### Task to carry out
Please rewrite the livermush thread from "I don't care" to "lots of sage)", putting "thyme" wherever "sage" appears.

··· Document ···

# Another venison question. Ever made Livermush?



## strawhousefarm (Feb 27, 2008)

Has anyone ever tried to make their own liver mush or liver pudding. This question is probably more directed toward the southern members of this forum. However I think that scrapple is a northern equivalent.

I actually prefer the Neeses liver pudding which in my opinion is the best breakfest meat ever created. So I figured what the heck I'll give it a try.
I don't care to much for liver straight and I hate to throw it out, just looking for some way to utilize it.

Any suggestions are always welcome.
Thanks.


----------



## beaglebiz (Aug 5, 2008)

I make scrapple all of the time...grind up what you are using, season with sage, fennell and a pinch of hot pepper flakes. I cook it, drain, fo a lb, I add about 3/4 cup cornmeal and 1 1/2 cups milk. cook it down to puddng consistency. taste and adjust spices (I like lots of sage)
put in a loaf pan, chill overnight and slice. when you fry, flour the slices for a crispy crust. I love this with maple syrup poured over the top.....mmmm
just a note, I never tried it with venison, only pork, maybe you could mix some ground pork with the venison liver to help hold it together??
I got my recipe from a PA Mennonite cookbook


----------

··· Record extracts ···

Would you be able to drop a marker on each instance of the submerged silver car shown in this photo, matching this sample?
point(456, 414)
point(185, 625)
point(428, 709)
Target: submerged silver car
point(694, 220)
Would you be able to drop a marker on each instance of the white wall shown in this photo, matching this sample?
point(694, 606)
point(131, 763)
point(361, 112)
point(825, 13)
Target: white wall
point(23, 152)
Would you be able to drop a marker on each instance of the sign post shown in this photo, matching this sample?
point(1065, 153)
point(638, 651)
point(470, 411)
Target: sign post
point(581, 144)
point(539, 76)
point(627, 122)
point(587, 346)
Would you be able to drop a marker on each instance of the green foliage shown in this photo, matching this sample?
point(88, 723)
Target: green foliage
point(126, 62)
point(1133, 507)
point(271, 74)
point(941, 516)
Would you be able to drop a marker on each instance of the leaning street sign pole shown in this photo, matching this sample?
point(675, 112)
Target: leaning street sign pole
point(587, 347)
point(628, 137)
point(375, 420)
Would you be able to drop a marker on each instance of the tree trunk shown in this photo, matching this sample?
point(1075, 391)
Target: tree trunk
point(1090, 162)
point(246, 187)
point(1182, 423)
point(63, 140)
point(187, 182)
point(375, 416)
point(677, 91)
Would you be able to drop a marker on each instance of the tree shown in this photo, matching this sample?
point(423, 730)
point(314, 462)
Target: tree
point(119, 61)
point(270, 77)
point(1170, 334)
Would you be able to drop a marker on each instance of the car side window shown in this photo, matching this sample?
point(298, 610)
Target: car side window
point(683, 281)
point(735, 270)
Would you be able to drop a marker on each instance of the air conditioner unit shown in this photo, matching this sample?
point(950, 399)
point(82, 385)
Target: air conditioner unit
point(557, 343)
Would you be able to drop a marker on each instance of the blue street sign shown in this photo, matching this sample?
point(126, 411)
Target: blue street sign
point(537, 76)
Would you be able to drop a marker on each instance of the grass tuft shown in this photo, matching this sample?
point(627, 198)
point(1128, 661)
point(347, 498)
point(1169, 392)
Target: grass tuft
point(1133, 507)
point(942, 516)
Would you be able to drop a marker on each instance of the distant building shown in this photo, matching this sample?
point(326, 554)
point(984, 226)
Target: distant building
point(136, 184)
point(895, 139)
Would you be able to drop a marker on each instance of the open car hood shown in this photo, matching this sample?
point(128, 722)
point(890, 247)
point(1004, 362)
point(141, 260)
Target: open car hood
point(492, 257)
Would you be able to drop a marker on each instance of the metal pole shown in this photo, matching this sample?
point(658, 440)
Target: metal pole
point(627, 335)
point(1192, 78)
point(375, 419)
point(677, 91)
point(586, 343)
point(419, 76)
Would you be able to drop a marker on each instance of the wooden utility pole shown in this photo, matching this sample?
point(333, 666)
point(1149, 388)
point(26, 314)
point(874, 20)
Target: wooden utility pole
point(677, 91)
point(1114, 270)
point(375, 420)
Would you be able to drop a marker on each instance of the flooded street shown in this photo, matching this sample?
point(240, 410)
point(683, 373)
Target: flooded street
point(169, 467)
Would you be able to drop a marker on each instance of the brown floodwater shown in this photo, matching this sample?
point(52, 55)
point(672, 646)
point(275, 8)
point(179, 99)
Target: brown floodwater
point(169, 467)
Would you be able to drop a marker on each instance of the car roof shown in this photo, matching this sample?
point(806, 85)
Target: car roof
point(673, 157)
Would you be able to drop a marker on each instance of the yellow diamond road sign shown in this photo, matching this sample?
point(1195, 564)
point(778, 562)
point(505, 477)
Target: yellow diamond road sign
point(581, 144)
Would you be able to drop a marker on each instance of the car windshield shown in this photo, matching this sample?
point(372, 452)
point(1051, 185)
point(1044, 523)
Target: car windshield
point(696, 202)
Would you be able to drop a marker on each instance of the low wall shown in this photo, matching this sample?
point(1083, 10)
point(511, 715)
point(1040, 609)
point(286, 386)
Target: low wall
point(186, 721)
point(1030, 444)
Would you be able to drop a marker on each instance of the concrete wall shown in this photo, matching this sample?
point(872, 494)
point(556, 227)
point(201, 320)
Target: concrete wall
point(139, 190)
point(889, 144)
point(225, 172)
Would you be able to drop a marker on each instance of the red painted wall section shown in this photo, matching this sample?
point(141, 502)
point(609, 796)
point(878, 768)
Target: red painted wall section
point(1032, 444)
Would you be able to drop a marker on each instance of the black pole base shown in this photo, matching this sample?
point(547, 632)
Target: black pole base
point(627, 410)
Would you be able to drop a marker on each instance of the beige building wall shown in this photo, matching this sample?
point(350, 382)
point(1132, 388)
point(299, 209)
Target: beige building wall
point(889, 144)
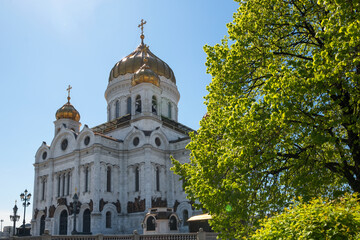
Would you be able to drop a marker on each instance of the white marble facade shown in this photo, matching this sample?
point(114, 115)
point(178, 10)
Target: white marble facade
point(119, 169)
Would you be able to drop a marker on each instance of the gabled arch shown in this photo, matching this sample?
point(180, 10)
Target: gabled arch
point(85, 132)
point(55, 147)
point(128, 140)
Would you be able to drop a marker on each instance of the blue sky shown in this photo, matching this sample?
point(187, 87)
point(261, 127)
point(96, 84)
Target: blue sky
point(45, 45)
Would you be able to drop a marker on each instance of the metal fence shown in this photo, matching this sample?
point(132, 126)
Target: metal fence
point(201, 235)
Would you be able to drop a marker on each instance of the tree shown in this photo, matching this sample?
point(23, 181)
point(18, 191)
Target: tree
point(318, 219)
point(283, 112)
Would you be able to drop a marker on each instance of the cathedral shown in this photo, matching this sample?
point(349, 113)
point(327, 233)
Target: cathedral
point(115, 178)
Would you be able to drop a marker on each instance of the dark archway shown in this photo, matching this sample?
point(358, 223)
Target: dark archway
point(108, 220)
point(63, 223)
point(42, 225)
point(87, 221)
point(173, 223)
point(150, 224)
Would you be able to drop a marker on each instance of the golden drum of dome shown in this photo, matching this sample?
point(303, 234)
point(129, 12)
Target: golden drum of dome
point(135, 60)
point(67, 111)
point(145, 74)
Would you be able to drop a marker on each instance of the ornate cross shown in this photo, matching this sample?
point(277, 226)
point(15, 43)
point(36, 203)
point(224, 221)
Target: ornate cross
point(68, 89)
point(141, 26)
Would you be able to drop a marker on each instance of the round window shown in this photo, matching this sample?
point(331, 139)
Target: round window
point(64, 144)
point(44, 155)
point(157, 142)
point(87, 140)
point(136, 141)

···
··· Record extracts ···

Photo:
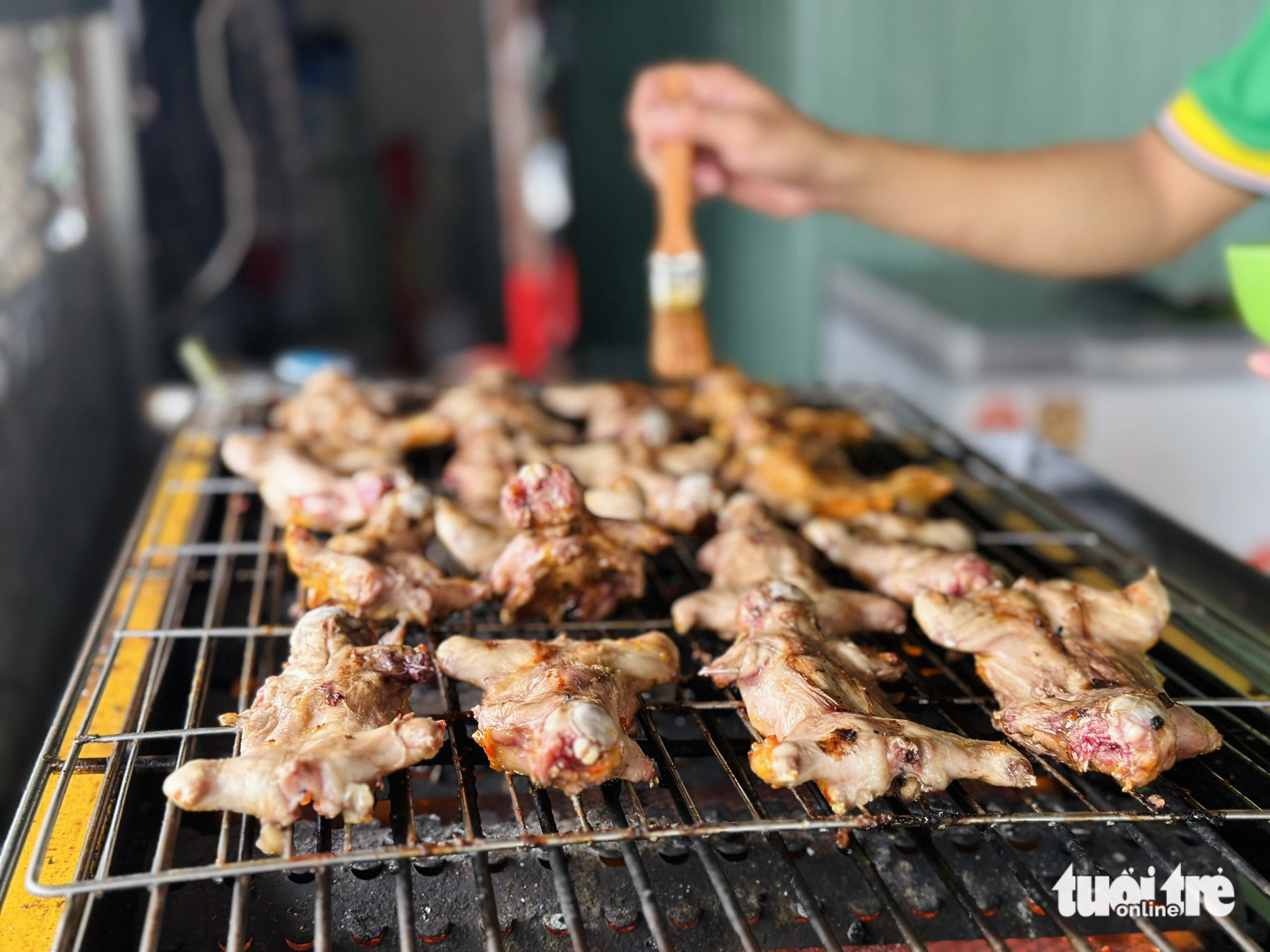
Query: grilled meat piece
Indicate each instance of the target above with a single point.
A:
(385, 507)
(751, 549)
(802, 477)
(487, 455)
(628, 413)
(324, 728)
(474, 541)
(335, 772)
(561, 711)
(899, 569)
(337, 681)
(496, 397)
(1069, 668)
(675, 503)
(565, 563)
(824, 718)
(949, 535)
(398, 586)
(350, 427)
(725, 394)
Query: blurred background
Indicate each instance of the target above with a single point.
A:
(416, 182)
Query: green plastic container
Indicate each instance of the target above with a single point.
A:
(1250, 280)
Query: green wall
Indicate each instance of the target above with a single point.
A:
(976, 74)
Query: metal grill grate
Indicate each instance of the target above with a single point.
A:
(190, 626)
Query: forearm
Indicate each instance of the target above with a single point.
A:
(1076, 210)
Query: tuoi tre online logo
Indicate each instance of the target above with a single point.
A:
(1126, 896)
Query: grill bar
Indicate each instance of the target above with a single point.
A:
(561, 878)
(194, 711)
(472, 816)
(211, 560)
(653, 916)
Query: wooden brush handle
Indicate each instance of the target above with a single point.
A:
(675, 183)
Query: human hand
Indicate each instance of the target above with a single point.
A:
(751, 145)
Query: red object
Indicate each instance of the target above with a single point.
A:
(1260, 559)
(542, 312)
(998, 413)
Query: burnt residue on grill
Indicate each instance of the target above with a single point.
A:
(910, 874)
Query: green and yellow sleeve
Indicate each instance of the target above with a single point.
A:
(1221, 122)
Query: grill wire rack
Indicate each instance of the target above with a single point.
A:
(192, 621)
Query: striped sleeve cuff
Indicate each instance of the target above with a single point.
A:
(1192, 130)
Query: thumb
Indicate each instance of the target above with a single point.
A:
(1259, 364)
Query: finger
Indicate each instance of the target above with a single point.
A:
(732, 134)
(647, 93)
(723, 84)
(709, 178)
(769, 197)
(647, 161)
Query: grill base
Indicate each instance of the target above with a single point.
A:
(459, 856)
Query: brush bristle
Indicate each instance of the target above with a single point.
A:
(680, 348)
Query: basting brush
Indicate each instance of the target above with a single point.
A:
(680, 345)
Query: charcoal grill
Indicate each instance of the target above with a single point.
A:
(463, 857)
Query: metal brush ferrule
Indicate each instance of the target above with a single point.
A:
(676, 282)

···

### Result
I don't care to much for liver straight and I hate to throw it out, just looking for some way to utilize it.

Any suggestions are always welcome.
Thanks.


----------



## beaglebiz (Aug 5, 2008)

I make scrapple all of the time...grind up what you are using, season with thyme, fennell and a pinch of hot pepper flakes. I cook it, drain, fo a lb, I add about 3/4 cup cornmeal and 1 1/2 cups milk. cook it down to puddng consistency. taste and adjust spices (I like lots of thyme)